THE INPUT start

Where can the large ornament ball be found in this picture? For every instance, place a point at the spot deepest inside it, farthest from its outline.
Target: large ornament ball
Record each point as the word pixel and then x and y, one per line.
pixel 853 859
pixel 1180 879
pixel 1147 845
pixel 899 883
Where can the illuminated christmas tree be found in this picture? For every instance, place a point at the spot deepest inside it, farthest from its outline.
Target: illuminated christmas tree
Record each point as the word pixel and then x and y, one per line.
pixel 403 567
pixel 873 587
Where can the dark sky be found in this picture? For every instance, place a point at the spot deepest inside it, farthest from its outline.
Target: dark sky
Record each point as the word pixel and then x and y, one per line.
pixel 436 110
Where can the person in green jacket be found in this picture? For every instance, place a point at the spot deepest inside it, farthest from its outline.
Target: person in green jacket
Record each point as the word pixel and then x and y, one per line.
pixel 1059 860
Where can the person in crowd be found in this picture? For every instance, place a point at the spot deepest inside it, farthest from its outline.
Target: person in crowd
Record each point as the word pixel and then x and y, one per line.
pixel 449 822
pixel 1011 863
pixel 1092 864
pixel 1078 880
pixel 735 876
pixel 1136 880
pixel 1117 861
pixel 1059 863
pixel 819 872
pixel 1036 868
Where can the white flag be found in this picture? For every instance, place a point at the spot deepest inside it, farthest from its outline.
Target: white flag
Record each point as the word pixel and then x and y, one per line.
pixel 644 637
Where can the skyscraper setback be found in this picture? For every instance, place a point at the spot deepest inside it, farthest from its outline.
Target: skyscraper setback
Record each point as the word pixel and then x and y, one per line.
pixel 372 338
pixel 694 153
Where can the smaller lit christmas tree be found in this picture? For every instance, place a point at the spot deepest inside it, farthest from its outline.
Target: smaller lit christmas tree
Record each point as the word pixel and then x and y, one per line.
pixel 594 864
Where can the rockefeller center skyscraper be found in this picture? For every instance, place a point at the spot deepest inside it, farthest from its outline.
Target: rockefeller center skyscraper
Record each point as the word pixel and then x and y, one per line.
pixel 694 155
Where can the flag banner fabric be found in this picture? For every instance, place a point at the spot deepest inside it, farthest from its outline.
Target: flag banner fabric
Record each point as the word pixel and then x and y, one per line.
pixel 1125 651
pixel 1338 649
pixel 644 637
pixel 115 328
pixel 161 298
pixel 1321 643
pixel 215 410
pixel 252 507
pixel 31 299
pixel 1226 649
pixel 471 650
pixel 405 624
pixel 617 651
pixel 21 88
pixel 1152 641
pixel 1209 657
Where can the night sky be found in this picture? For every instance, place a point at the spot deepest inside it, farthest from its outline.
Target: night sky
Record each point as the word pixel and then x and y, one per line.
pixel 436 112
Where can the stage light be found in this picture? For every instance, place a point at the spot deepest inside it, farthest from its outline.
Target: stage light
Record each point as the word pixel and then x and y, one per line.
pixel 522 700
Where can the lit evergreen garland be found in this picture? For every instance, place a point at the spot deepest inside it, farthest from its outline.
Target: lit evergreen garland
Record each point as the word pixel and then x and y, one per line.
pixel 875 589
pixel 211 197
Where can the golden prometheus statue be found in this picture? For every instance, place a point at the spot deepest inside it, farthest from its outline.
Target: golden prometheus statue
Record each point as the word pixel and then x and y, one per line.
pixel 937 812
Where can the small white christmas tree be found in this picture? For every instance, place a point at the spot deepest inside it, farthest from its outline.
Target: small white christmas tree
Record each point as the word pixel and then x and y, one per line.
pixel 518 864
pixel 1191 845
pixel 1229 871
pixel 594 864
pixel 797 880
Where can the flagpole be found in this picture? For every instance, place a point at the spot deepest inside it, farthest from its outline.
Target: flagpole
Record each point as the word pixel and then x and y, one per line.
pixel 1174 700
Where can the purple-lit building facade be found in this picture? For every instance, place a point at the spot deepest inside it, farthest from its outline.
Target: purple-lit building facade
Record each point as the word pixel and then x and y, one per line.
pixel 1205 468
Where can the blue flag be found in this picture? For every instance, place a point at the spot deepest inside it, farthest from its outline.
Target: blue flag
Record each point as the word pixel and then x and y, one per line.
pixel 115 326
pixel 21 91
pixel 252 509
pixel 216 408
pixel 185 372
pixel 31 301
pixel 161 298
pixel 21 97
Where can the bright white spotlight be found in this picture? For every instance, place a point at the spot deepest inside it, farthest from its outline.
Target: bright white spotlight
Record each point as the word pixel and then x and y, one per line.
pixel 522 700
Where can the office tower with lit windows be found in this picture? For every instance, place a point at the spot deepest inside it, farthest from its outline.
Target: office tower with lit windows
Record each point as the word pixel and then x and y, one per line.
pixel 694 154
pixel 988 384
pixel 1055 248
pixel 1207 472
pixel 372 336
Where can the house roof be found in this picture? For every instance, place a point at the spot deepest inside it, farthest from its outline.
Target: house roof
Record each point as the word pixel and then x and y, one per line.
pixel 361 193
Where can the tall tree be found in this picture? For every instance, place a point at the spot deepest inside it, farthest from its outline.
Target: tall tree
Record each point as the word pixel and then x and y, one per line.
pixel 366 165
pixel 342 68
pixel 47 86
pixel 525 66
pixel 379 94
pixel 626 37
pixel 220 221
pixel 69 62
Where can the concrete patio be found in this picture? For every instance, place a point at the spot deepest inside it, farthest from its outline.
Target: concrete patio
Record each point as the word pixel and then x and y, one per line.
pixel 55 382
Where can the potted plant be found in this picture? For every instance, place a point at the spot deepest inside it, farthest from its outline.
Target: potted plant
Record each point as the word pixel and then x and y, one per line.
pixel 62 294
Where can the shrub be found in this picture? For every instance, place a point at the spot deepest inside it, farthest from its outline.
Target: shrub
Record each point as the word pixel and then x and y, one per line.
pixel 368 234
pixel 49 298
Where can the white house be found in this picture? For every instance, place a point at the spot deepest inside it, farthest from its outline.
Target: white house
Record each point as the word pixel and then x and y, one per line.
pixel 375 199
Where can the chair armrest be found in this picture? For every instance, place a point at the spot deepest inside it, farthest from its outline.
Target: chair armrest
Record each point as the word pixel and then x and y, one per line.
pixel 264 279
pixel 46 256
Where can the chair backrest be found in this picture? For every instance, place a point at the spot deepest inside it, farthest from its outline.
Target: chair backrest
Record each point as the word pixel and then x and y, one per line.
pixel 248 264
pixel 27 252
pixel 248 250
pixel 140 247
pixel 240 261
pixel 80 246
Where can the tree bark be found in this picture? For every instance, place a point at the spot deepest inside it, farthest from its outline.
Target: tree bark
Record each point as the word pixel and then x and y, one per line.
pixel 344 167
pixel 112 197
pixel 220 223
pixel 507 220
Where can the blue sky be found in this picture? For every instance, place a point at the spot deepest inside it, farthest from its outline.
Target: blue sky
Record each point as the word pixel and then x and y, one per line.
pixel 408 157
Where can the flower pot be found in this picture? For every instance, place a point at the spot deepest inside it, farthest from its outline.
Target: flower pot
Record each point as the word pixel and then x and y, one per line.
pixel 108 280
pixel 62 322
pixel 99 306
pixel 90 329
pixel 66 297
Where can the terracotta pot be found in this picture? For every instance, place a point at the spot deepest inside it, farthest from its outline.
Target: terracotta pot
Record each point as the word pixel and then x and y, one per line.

THE INPUT end

Return only the lines running from the line with "Where can the flower" to the last line of the records, both included, exactly as written.

_FINAL RESULT_.
Where can the flower pot be found in this picture? For every instance, place a point at the spot deepest inside it, farthest from its outline.
Target: flower pot
Record each point as the word pixel and then x and y, one per line.
pixel 108 280
pixel 62 322
pixel 99 306
pixel 90 329
pixel 66 297
Where can the terracotta pot be found in this picture? For every instance, place a point at the spot deepest inside it, farthest from its outline.
Target: terracotta pot
Record each point as the word pixel and then x and y, one per line.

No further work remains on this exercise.